» **DATA LISTING**

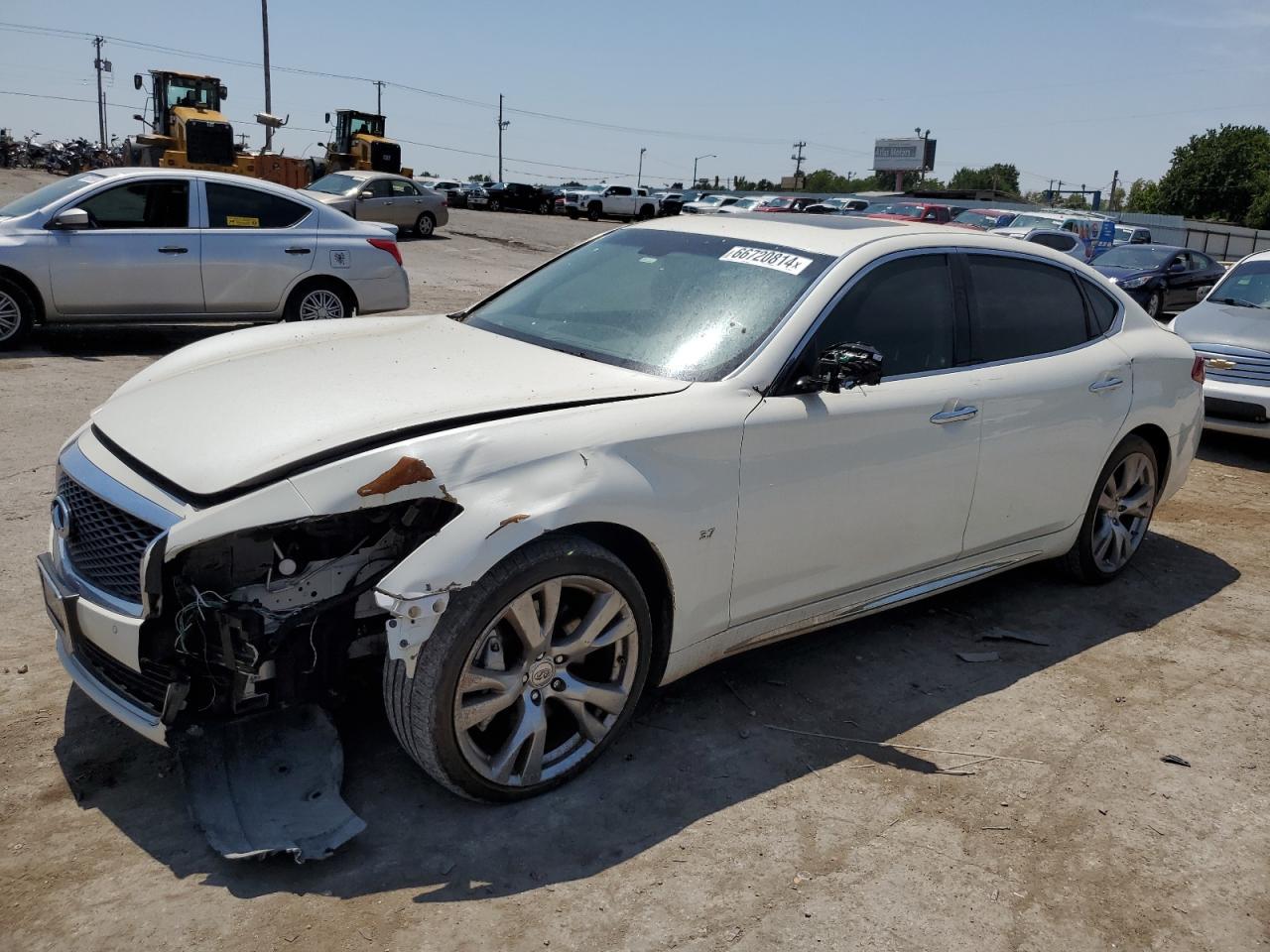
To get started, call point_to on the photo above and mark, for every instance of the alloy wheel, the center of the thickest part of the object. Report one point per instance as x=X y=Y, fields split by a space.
x=1124 y=512
x=10 y=316
x=547 y=680
x=321 y=304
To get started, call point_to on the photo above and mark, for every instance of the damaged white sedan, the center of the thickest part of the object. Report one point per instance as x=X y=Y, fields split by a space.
x=676 y=442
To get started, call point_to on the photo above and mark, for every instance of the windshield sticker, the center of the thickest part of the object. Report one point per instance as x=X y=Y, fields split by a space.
x=767 y=258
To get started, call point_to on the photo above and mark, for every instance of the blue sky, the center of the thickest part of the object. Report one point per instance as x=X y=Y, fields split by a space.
x=1069 y=90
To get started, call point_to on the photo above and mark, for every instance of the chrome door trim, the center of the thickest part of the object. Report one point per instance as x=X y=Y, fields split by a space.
x=855 y=610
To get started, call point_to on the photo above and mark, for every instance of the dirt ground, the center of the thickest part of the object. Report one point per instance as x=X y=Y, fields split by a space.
x=705 y=828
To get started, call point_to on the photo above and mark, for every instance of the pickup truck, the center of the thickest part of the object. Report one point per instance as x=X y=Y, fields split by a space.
x=612 y=202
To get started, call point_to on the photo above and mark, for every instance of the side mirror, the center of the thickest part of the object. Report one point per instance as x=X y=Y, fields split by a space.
x=71 y=220
x=842 y=367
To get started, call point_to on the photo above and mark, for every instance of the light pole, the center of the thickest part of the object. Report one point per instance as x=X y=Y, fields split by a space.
x=695 y=168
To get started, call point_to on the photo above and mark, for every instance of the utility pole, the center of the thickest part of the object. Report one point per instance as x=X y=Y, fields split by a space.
x=100 y=64
x=268 y=95
x=798 y=162
x=502 y=125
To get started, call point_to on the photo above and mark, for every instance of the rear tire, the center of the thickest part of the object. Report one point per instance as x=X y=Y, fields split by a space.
x=1118 y=516
x=461 y=666
x=17 y=313
x=318 y=299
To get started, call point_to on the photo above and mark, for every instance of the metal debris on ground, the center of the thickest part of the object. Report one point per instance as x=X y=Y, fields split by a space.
x=270 y=784
x=979 y=656
x=1002 y=635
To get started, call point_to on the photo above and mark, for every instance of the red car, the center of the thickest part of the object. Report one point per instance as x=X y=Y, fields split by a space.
x=786 y=204
x=912 y=211
x=983 y=218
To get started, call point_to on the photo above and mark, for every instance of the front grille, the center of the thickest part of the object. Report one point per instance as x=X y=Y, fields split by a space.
x=1248 y=368
x=1234 y=411
x=105 y=543
x=148 y=688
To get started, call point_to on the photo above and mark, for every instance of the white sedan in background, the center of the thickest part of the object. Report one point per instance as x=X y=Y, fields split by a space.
x=691 y=436
x=183 y=245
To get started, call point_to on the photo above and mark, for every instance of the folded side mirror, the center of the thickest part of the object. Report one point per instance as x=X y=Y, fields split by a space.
x=71 y=220
x=842 y=367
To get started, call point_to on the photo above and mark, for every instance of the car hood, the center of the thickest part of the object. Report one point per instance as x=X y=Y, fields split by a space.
x=1224 y=325
x=241 y=409
x=1119 y=272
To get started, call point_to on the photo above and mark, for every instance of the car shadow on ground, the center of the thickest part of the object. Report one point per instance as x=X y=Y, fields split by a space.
x=1234 y=449
x=90 y=343
x=697 y=747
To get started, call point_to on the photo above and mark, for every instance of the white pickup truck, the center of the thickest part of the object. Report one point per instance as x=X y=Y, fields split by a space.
x=612 y=202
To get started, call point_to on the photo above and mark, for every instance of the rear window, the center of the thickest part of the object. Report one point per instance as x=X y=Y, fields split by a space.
x=1021 y=308
x=232 y=207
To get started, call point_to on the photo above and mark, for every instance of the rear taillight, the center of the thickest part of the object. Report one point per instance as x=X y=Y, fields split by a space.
x=386 y=245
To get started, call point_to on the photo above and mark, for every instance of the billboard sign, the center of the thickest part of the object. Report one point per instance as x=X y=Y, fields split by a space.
x=903 y=154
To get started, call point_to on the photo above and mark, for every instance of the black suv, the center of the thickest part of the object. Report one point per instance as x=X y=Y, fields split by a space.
x=504 y=195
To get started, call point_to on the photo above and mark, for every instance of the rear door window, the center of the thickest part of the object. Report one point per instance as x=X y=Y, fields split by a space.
x=234 y=207
x=1021 y=308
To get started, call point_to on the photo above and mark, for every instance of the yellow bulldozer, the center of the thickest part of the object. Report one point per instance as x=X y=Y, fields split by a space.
x=359 y=144
x=189 y=131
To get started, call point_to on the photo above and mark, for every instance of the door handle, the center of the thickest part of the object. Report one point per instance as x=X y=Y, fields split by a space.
x=1107 y=385
x=956 y=414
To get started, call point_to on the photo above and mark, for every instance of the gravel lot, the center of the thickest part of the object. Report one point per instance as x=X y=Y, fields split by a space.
x=703 y=828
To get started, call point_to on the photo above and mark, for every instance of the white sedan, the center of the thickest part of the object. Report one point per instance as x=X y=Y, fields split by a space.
x=185 y=245
x=679 y=440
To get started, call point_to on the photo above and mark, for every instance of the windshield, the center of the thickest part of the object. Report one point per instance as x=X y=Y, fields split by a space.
x=334 y=184
x=1135 y=257
x=48 y=194
x=908 y=211
x=1246 y=284
x=979 y=220
x=672 y=303
x=185 y=90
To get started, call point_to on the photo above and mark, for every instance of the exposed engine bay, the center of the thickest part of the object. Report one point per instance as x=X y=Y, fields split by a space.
x=270 y=616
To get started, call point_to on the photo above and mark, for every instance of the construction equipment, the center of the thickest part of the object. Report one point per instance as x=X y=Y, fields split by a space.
x=359 y=144
x=189 y=131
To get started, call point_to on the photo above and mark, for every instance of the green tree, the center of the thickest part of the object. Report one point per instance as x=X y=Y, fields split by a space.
x=1001 y=177
x=1218 y=176
x=1143 y=197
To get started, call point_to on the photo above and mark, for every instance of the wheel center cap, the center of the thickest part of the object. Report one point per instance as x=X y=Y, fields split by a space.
x=541 y=673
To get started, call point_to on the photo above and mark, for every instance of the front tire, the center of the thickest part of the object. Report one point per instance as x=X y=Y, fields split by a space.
x=1156 y=304
x=530 y=675
x=1118 y=516
x=17 y=313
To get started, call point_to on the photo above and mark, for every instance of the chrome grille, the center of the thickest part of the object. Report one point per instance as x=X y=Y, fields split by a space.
x=105 y=543
x=1248 y=368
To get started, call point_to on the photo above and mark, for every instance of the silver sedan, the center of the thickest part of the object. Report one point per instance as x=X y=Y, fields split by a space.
x=382 y=197
x=182 y=245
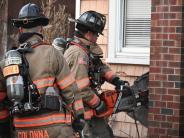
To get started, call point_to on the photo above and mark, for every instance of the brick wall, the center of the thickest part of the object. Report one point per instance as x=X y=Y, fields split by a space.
x=166 y=70
x=122 y=124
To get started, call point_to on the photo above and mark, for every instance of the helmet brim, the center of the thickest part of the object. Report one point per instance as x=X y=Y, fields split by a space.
x=29 y=23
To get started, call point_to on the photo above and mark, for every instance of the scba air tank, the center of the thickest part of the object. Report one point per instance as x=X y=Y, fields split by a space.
x=14 y=80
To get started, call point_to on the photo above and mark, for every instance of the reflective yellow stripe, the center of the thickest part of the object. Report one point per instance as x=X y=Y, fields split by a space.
x=78 y=105
x=88 y=114
x=109 y=75
x=4 y=114
x=67 y=81
x=2 y=95
x=45 y=82
x=42 y=120
x=94 y=101
x=82 y=83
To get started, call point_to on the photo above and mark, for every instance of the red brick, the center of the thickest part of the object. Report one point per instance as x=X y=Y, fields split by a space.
x=172 y=57
x=160 y=90
x=169 y=29
x=155 y=16
x=175 y=64
x=162 y=36
x=168 y=43
x=156 y=42
x=156 y=29
x=170 y=15
x=167 y=98
x=176 y=112
x=175 y=36
x=167 y=70
x=155 y=70
x=154 y=83
x=173 y=105
x=163 y=22
x=155 y=56
x=174 y=91
x=151 y=90
x=155 y=97
x=151 y=117
x=160 y=77
x=155 y=2
x=166 y=2
x=168 y=84
x=176 y=8
x=162 y=131
x=173 y=119
x=176 y=98
x=160 y=104
x=161 y=63
x=174 y=50
x=166 y=125
x=162 y=9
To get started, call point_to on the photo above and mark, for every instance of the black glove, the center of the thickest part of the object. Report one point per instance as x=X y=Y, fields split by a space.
x=121 y=86
x=101 y=107
x=79 y=123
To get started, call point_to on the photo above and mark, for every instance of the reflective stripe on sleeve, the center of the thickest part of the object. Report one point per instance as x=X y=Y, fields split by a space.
x=45 y=82
x=42 y=120
x=2 y=95
x=94 y=101
x=4 y=113
x=88 y=114
x=78 y=105
x=108 y=75
x=67 y=81
x=82 y=83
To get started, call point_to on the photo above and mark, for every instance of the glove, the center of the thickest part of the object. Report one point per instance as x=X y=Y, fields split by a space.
x=79 y=123
x=121 y=86
x=101 y=108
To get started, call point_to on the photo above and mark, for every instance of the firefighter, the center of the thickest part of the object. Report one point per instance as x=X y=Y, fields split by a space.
x=4 y=113
x=60 y=44
x=47 y=68
x=84 y=58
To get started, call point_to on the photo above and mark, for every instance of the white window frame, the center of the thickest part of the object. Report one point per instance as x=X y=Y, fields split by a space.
x=140 y=55
x=77 y=8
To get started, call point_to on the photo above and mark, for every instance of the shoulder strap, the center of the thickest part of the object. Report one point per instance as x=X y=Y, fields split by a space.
x=76 y=44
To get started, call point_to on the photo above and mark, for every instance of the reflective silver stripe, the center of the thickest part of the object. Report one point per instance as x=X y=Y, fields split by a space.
x=83 y=83
x=67 y=81
x=78 y=105
x=45 y=82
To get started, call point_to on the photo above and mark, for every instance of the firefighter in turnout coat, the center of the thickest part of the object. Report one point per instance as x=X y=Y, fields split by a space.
x=47 y=68
x=83 y=57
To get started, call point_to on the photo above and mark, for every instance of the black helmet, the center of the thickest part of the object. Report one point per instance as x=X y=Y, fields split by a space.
x=30 y=16
x=92 y=20
x=59 y=43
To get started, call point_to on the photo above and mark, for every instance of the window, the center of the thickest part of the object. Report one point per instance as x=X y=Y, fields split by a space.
x=129 y=31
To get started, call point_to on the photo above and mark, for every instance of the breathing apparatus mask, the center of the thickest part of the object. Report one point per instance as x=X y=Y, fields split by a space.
x=20 y=91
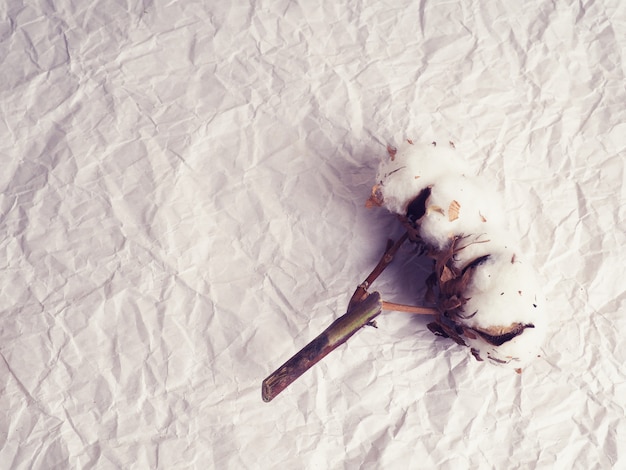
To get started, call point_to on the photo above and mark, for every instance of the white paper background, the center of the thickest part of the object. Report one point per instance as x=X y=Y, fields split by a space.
x=182 y=209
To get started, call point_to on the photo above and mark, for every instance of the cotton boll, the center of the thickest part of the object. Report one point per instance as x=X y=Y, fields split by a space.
x=411 y=169
x=489 y=299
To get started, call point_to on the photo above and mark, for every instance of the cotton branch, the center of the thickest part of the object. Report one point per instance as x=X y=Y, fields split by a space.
x=362 y=309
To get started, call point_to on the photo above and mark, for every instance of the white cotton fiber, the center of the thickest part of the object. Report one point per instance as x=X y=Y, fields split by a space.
x=488 y=292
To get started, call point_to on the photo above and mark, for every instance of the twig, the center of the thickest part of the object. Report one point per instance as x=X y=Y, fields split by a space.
x=409 y=308
x=387 y=258
x=362 y=309
x=332 y=337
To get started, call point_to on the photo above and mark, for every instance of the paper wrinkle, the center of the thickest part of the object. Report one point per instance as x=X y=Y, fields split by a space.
x=182 y=209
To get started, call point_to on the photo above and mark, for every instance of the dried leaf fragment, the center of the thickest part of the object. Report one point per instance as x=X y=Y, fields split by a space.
x=434 y=208
x=453 y=210
x=375 y=199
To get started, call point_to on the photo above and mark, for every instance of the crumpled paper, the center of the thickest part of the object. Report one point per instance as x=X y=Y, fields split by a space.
x=182 y=209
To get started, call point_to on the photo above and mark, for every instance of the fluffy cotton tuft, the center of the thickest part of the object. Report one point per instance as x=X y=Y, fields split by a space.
x=490 y=299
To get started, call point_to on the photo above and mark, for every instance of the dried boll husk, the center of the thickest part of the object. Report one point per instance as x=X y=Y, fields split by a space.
x=488 y=296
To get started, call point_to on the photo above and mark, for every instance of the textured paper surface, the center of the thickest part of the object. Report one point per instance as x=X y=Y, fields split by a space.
x=182 y=209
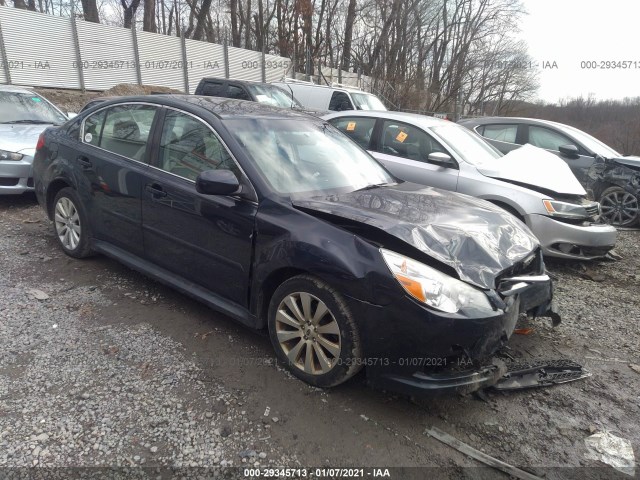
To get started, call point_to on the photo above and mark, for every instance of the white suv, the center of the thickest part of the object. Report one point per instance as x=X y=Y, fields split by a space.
x=335 y=97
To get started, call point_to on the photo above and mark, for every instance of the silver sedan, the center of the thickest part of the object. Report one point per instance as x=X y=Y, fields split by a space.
x=23 y=116
x=532 y=184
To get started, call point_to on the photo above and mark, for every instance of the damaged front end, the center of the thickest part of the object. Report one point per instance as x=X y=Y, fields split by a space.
x=616 y=183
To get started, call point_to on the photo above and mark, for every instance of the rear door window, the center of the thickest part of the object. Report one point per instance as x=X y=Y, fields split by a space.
x=189 y=147
x=340 y=101
x=126 y=130
x=213 y=89
x=237 y=92
x=546 y=138
x=501 y=133
x=406 y=141
x=359 y=129
x=93 y=128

» **TASK INSTRUCTIONS**
Write the lines out verbatim, from the one with "the damaged front" through the last line of the entries, and stop there.

» **ANSWER FOR THIS EXERCISE**
To get started, call point_to on the photo above and mark, for every instance of the damaged front end, the center of the thickest part of the object. Report one point per instance as x=X y=Y, fields split by a space.
x=616 y=183
To get started, call point_to on the photo above and mark, for every instance of the rear door window, the center of the thickest part of the object. Report one point per instance as x=X y=Y, fields split by a space.
x=189 y=147
x=340 y=101
x=126 y=130
x=213 y=89
x=237 y=92
x=546 y=138
x=501 y=133
x=406 y=141
x=359 y=129
x=93 y=128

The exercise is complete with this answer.